───── RECORDS SHOWN ─────
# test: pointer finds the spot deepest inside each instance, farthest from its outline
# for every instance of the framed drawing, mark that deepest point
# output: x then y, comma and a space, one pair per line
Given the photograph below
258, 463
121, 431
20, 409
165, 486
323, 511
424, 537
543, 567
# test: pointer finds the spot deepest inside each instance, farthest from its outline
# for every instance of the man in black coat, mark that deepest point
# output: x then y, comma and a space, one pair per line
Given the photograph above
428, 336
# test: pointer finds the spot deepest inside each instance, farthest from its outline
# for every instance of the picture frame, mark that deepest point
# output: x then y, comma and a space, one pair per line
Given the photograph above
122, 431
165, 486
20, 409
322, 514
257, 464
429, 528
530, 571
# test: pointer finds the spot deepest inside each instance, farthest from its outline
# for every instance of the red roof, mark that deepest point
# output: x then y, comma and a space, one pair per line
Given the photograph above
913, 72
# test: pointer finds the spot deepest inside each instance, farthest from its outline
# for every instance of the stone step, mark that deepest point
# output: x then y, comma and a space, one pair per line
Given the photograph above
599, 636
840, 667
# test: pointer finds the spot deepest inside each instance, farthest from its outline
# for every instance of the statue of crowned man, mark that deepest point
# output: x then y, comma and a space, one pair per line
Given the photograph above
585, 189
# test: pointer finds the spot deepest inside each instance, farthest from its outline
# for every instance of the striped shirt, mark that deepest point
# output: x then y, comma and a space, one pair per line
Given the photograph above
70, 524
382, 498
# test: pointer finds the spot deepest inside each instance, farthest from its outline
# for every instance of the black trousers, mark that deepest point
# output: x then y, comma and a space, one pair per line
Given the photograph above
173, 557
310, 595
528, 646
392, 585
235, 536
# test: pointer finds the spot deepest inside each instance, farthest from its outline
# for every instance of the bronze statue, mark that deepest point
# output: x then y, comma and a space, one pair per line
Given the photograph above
─────
#### [WHAT IS ASKED]
From the records above, extract each line exactly as shown.

#### [FINISHED EXERCISE]
# test: pointer finds the spot deepest inside each instance, farthest from its outline
# for every instance of the framed drawing, mark that deepest point
# output: x then y, comma and a space, one pair per line
Given the photograph below
258, 463
121, 431
20, 409
165, 486
323, 511
424, 537
543, 567
# test: pointer finds the spot deepest inside each instance, farthest from its outline
# for every instance of the man in black coat, mark that deepest point
# output: x then y, comma and a space, one pair per line
Given the photograph above
428, 336
# test: pointer finds the spot deepest inside each instance, farthest from its outline
# for every instance of the picture frame, mark that deepest point
# output: x then y, comma and a space, one pair per line
Given the photograph above
122, 431
165, 486
20, 409
322, 514
257, 464
429, 528
530, 571
# test: pointer finds the spot deepest inside each instance, farthest from its outline
# for every instance of the red roof, mark that deepest point
# output: x then y, comma and a space, one pair per line
Given the photograph above
913, 72
# test: pointer finds the spot deepest inside each instance, farthest from its outline
# for every instance of the stone step, mark that deepest point
# output: x then y, comma and a space, one pair per line
Given the photograph above
599, 636
840, 667
# test: pointer finds the spot deepest inside each instance, farthest from its outline
# for every instance of the statue of crowned man, mark that deepest point
# output: x then y, comma and a space, one pair per line
Given the photograph above
585, 189
# test: pointer finds the spot deepest inside each instance, farthest from its outline
# for every instance of the striped shirt, mark that deepest point
# output: x then y, comma and a space, one pair per line
Given the photograph above
70, 524
382, 498
# test: pointer finds the spot deepest inside each instance, farthest from its outline
# for every instance of the black trousers, mark that deepest point
# output: x then y, comma and a space, one pair per line
Given the photograph above
173, 557
310, 595
528, 646
392, 585
235, 536
# test: pointer finds the spot deepest inside each instance, farthest from its outline
# for every instance of the bronze statue, mark that deepest point
# output: x then y, comma and a space, one pair per line
Given the photograph above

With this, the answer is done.